**Your instructions:**
Rewrite the lines below, swapping every "one point per instance" for "one point for each instance" and leaving everything else the same.

**Exercise inputs:**
########################################

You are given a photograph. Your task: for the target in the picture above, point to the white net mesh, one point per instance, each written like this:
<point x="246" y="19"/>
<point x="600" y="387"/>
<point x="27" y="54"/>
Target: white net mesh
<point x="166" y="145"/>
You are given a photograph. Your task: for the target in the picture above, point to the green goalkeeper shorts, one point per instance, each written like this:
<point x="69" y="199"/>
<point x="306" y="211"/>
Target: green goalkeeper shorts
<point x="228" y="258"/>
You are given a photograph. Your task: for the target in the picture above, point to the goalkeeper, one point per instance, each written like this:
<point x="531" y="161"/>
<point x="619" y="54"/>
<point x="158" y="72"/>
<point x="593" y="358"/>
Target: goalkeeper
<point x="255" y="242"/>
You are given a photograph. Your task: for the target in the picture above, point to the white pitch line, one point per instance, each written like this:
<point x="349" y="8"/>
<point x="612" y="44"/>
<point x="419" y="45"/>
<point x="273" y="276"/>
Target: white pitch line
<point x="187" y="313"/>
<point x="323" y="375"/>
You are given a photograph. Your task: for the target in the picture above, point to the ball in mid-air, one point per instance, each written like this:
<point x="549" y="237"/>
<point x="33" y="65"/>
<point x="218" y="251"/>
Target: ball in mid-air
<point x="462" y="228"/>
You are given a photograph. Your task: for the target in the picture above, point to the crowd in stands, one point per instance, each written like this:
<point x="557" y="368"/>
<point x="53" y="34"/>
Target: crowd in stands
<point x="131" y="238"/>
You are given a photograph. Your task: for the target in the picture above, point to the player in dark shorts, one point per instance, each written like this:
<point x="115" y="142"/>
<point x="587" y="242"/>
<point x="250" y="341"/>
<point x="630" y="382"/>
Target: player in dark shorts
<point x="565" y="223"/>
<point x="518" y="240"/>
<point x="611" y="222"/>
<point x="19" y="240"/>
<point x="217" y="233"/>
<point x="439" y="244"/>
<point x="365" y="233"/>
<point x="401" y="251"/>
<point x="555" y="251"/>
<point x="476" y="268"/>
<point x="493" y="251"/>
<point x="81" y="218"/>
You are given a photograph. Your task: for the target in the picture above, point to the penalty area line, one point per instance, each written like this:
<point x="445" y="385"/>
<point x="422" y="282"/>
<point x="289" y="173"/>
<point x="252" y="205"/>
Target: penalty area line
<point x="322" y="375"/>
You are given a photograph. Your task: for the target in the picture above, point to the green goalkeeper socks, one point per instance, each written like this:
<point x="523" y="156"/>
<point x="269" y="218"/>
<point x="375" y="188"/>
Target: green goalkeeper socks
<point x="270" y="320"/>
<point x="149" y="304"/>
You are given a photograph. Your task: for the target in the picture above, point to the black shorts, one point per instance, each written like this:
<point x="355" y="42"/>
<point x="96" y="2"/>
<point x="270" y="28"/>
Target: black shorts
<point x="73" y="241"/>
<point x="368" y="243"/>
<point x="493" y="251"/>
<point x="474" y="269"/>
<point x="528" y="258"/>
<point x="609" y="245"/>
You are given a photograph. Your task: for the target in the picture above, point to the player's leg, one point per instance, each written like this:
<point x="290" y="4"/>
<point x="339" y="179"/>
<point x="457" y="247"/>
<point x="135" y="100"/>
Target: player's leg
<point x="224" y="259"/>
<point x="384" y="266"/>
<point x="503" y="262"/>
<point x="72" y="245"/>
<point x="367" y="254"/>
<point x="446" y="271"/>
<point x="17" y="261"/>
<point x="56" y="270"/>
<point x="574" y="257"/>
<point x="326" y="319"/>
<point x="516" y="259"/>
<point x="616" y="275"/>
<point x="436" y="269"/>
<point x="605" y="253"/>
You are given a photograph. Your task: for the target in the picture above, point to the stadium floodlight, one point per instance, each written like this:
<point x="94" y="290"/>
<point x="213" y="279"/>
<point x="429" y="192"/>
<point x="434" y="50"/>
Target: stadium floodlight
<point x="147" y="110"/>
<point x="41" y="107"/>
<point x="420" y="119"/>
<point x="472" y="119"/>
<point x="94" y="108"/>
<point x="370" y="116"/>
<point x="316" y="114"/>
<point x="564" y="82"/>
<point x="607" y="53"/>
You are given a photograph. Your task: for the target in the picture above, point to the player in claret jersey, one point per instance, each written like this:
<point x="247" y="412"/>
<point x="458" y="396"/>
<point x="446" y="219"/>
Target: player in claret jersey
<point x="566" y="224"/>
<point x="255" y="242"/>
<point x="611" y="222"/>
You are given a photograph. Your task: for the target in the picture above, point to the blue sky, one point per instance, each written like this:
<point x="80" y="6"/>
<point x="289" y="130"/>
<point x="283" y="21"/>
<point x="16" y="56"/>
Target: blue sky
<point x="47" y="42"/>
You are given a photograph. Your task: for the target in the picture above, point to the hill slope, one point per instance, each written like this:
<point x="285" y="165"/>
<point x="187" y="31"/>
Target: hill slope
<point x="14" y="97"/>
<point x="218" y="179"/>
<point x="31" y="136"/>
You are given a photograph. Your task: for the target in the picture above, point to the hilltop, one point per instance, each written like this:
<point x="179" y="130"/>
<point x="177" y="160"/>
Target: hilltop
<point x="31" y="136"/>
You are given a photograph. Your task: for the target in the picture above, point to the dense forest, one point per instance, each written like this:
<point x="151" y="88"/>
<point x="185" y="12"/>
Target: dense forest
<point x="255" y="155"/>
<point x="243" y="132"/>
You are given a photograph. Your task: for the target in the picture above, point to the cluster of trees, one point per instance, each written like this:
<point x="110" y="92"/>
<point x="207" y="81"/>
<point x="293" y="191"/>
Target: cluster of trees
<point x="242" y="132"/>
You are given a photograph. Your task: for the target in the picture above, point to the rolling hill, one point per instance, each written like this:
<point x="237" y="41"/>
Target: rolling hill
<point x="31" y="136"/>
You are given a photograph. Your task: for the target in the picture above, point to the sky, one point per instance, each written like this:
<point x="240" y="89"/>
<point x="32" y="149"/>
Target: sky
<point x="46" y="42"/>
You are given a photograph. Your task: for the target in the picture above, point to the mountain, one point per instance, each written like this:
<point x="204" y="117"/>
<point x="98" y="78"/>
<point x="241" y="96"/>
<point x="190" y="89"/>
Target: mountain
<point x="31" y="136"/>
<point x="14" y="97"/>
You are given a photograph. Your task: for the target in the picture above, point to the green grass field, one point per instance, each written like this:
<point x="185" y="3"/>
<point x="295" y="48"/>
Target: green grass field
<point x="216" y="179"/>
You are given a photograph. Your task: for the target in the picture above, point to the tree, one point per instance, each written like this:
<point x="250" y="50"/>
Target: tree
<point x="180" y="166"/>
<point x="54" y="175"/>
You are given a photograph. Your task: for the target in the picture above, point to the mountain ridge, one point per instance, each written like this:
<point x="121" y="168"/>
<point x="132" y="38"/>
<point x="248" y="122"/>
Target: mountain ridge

########################################

**Response to the task:**
You are given a photograph. Your task: for the target in the picture above, point to the white net mesh, one point for each instance, each written like this:
<point x="246" y="19"/>
<point x="600" y="387"/>
<point x="27" y="54"/>
Target: white net mesh
<point x="166" y="145"/>
You are given a photograph. Your task: for the target in the picture above, point to the green goalkeeper shorts, one point for each instance, each written like this:
<point x="69" y="199"/>
<point x="306" y="211"/>
Target: green goalkeeper shorts
<point x="228" y="258"/>
You are given a photograph. Your task: for the target in the picture above, point to the goalkeeper, one point for each instance, each written like this:
<point x="531" y="161"/>
<point x="619" y="54"/>
<point x="158" y="72"/>
<point x="593" y="358"/>
Target: goalkeeper
<point x="255" y="242"/>
You are given a photograph. Your task: for the target in the picture above, point to the white pitch line, one point for each instance, each written like this:
<point x="349" y="8"/>
<point x="612" y="44"/>
<point x="419" y="45"/>
<point x="273" y="276"/>
Target: white pitch line
<point x="187" y="313"/>
<point x="323" y="375"/>
You are given a photograph. Your task: for the target in the picture above, point to the ball in mid-air, one point for each instance, each written like this:
<point x="549" y="237"/>
<point x="33" y="65"/>
<point x="218" y="251"/>
Target: ball in mid-air
<point x="462" y="228"/>
You are given a photograph. Your task: for the target in the picture above, point to the crowd in stands, one point for each instance, each written like this:
<point x="557" y="368"/>
<point x="53" y="34"/>
Target: crowd in stands
<point x="131" y="238"/>
You are given a photograph. Your task: for the target in the picture above, point to the player in dark shorts, one point for each instance, each written like this:
<point x="115" y="142"/>
<point x="587" y="242"/>
<point x="250" y="341"/>
<point x="630" y="382"/>
Target: player in dark shorts
<point x="565" y="223"/>
<point x="518" y="240"/>
<point x="611" y="222"/>
<point x="19" y="240"/>
<point x="217" y="233"/>
<point x="439" y="244"/>
<point x="365" y="233"/>
<point x="401" y="251"/>
<point x="555" y="251"/>
<point x="476" y="268"/>
<point x="493" y="251"/>
<point x="81" y="218"/>
You are given a photograph. Your task: for the target in the picture above, point to the penalty area line, one point for each instance, each written like this:
<point x="445" y="385"/>
<point x="422" y="282"/>
<point x="289" y="173"/>
<point x="252" y="205"/>
Target: penalty area line
<point x="322" y="375"/>
You are given a photograph. Your task: for the target in the picture above, point to the green goalkeeper socks, one point for each instance, each written like this:
<point x="523" y="156"/>
<point x="269" y="218"/>
<point x="375" y="188"/>
Target: green goalkeeper socks
<point x="270" y="320"/>
<point x="149" y="304"/>
You are given a photograph. Your task: for the target in the picture above, point to the black shorts, one point for each instance, each written like this:
<point x="355" y="42"/>
<point x="96" y="2"/>
<point x="270" y="28"/>
Target: black shorts
<point x="73" y="241"/>
<point x="368" y="243"/>
<point x="493" y="251"/>
<point x="474" y="269"/>
<point x="528" y="258"/>
<point x="609" y="245"/>
You are given a photograph. Your task: for the target in the picture above, point to the player's leg, one point for each instance, each written like this:
<point x="290" y="4"/>
<point x="339" y="179"/>
<point x="457" y="247"/>
<point x="135" y="100"/>
Target: player's leg
<point x="224" y="259"/>
<point x="384" y="266"/>
<point x="503" y="262"/>
<point x="72" y="245"/>
<point x="367" y="254"/>
<point x="446" y="271"/>
<point x="17" y="261"/>
<point x="56" y="270"/>
<point x="574" y="257"/>
<point x="326" y="319"/>
<point x="516" y="259"/>
<point x="616" y="275"/>
<point x="436" y="269"/>
<point x="605" y="253"/>
You are given a photograph. Your task: for the target in the picture above, point to the stadium floodlight, one point for each instance, each written like this:
<point x="94" y="290"/>
<point x="213" y="279"/>
<point x="429" y="192"/>
<point x="434" y="50"/>
Target: stadium floodlight
<point x="147" y="110"/>
<point x="41" y="107"/>
<point x="420" y="119"/>
<point x="472" y="119"/>
<point x="94" y="108"/>
<point x="370" y="116"/>
<point x="316" y="114"/>
<point x="564" y="82"/>
<point x="607" y="53"/>
You are given a photograph. Your task: for the target in the picture above, point to the player in claret jersey, one point for each instance, each written like this:
<point x="247" y="412"/>
<point x="458" y="396"/>
<point x="446" y="219"/>
Target: player in claret jersey
<point x="566" y="224"/>
<point x="255" y="242"/>
<point x="611" y="222"/>
You are given a photograph. Your task: for the target in the picture above, point to the blue sky, one point for each instance, each written like this:
<point x="80" y="6"/>
<point x="289" y="130"/>
<point x="283" y="21"/>
<point x="16" y="56"/>
Target: blue sky
<point x="47" y="42"/>
You are given a photograph. Your task: for the target in the picture above, point to the hill slope, one point for each instance, each written like this:
<point x="285" y="165"/>
<point x="187" y="31"/>
Target: hill slope
<point x="14" y="97"/>
<point x="218" y="179"/>
<point x="31" y="136"/>
You are given a photograph. Your task: for the target in the picture above, point to the hilltop, one point for each instance, each written like this:
<point x="179" y="130"/>
<point x="177" y="160"/>
Target: hilltop
<point x="31" y="136"/>
You are given a photograph. Your task: for the target in the picture above, point to the dense forest, one point for each instance, each written like this:
<point x="151" y="88"/>
<point x="185" y="12"/>
Target: dense forest
<point x="255" y="155"/>
<point x="243" y="132"/>
You are given a photograph. Your task: for the target in the picture above, point to the cluster of trees, one point for each instance, each written like this:
<point x="110" y="92"/>
<point x="207" y="81"/>
<point x="293" y="191"/>
Target: cluster of trees
<point x="242" y="132"/>
You are given a photograph. Your task: for the target in the picture above, point to the rolling hill, one point for each instance, each written like this:
<point x="237" y="41"/>
Target: rolling hill
<point x="31" y="136"/>
You are given a photograph. Your task: for the target in the picture above, point to the sky, one point for each instance, each written like this:
<point x="240" y="89"/>
<point x="32" y="149"/>
Target: sky
<point x="46" y="42"/>
You are given a photograph. Your task: for the target in the picture above, point to the mountain, one point for each instance, each written like this:
<point x="204" y="117"/>
<point x="98" y="78"/>
<point x="241" y="96"/>
<point x="190" y="89"/>
Target: mountain
<point x="31" y="136"/>
<point x="14" y="97"/>
You are given a photograph. Your task: for the target in the picture above, point to the green grass field, one point for each instance, each written like this:
<point x="185" y="3"/>
<point x="295" y="48"/>
Target: green grass field
<point x="216" y="179"/>
You are given a photograph. Your task: for the target in the picture above, point to the tree, one point for each instance, each written like this:
<point x="250" y="50"/>
Target: tree
<point x="180" y="166"/>
<point x="54" y="175"/>
You are given a photograph. Your task: for the target in the picture above, point to the mountain ridge, one point for each instance, each written like this:
<point x="121" y="168"/>
<point x="132" y="38"/>
<point x="248" y="122"/>
Target: mountain ridge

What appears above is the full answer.